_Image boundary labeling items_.
***

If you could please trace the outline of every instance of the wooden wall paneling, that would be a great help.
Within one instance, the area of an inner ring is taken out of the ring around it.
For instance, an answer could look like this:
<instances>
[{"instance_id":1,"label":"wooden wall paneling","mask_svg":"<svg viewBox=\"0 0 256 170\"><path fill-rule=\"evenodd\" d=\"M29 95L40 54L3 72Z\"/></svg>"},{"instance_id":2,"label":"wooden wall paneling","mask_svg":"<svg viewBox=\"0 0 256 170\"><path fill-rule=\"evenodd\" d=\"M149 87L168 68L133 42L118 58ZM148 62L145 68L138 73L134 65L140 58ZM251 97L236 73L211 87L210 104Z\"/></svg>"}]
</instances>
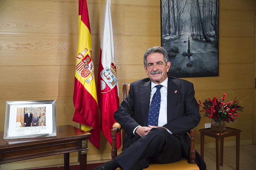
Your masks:
<instances>
[{"instance_id":1,"label":"wooden wall paneling","mask_svg":"<svg viewBox=\"0 0 256 170\"><path fill-rule=\"evenodd\" d=\"M141 65L127 65L125 67L126 82L132 83L144 78L148 78L144 69L143 64Z\"/></svg>"},{"instance_id":2,"label":"wooden wall paneling","mask_svg":"<svg viewBox=\"0 0 256 170\"><path fill-rule=\"evenodd\" d=\"M131 5L160 6L160 1L159 0L111 0L111 3Z\"/></svg>"},{"instance_id":3,"label":"wooden wall paneling","mask_svg":"<svg viewBox=\"0 0 256 170\"><path fill-rule=\"evenodd\" d=\"M172 66L171 66L171 67ZM194 83L195 90L253 88L253 64L219 64L218 77L184 78Z\"/></svg>"},{"instance_id":4,"label":"wooden wall paneling","mask_svg":"<svg viewBox=\"0 0 256 170\"><path fill-rule=\"evenodd\" d=\"M75 65L78 42L75 34L1 34L0 65Z\"/></svg>"},{"instance_id":5,"label":"wooden wall paneling","mask_svg":"<svg viewBox=\"0 0 256 170\"><path fill-rule=\"evenodd\" d=\"M125 8L125 35L161 35L160 7L127 6Z\"/></svg>"},{"instance_id":6,"label":"wooden wall paneling","mask_svg":"<svg viewBox=\"0 0 256 170\"><path fill-rule=\"evenodd\" d=\"M220 63L253 63L253 37L220 37L219 43Z\"/></svg>"},{"instance_id":7,"label":"wooden wall paneling","mask_svg":"<svg viewBox=\"0 0 256 170\"><path fill-rule=\"evenodd\" d=\"M255 86L255 84L256 83L256 12L254 15L254 69L253 70L253 75L254 78L254 87L253 89L253 100L252 100L254 104L253 106L253 143L254 144L256 144L256 87Z\"/></svg>"},{"instance_id":8,"label":"wooden wall paneling","mask_svg":"<svg viewBox=\"0 0 256 170\"><path fill-rule=\"evenodd\" d=\"M89 4L88 11L92 34L101 34L106 4ZM124 6L112 4L111 17L113 33L123 34L124 30Z\"/></svg>"},{"instance_id":9,"label":"wooden wall paneling","mask_svg":"<svg viewBox=\"0 0 256 170\"><path fill-rule=\"evenodd\" d=\"M74 66L2 66L0 71L2 99L73 95Z\"/></svg>"},{"instance_id":10,"label":"wooden wall paneling","mask_svg":"<svg viewBox=\"0 0 256 170\"><path fill-rule=\"evenodd\" d=\"M221 9L256 10L256 1L255 0L220 0L219 2L220 8ZM232 5L230 5L231 4Z\"/></svg>"},{"instance_id":11,"label":"wooden wall paneling","mask_svg":"<svg viewBox=\"0 0 256 170\"><path fill-rule=\"evenodd\" d=\"M115 35L116 63L117 64L143 64L143 56L150 47L161 45L157 36Z\"/></svg>"},{"instance_id":12,"label":"wooden wall paneling","mask_svg":"<svg viewBox=\"0 0 256 170\"><path fill-rule=\"evenodd\" d=\"M255 13L253 11L220 9L220 36L253 37Z\"/></svg>"},{"instance_id":13,"label":"wooden wall paneling","mask_svg":"<svg viewBox=\"0 0 256 170\"><path fill-rule=\"evenodd\" d=\"M77 32L77 3L59 1L4 1L1 32L70 33Z\"/></svg>"}]
</instances>

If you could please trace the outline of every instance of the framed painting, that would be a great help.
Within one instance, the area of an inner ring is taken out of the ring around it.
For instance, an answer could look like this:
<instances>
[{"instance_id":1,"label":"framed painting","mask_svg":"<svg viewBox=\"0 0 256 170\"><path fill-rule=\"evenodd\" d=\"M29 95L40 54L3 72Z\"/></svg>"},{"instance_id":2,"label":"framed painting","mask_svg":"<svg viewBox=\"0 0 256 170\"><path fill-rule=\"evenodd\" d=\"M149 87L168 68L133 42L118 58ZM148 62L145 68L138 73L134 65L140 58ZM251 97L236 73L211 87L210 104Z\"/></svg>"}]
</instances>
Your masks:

***

_Objective_.
Quote the listing verbatim, starting at the line containing "painting, that would be a great help." and ending at the close of the listing, including both ends.

_Written solution_.
If you could please trace the outline of every instance of the framed painting, that would be a great help.
Within one instance, the area of an inner ring is taken out of the ring around it.
For instance, an answer could look like this:
<instances>
[{"instance_id":1,"label":"framed painting","mask_svg":"<svg viewBox=\"0 0 256 170\"><path fill-rule=\"evenodd\" d=\"M29 95L40 54L3 72Z\"/></svg>"},{"instance_id":2,"label":"framed painting","mask_svg":"<svg viewBox=\"0 0 256 170\"><path fill-rule=\"evenodd\" d=\"M149 87L168 68L133 42L118 58ZM148 62L145 68L138 73L134 65L140 58ZM251 97L236 73L211 87L210 104Z\"/></svg>"}]
</instances>
Your masks:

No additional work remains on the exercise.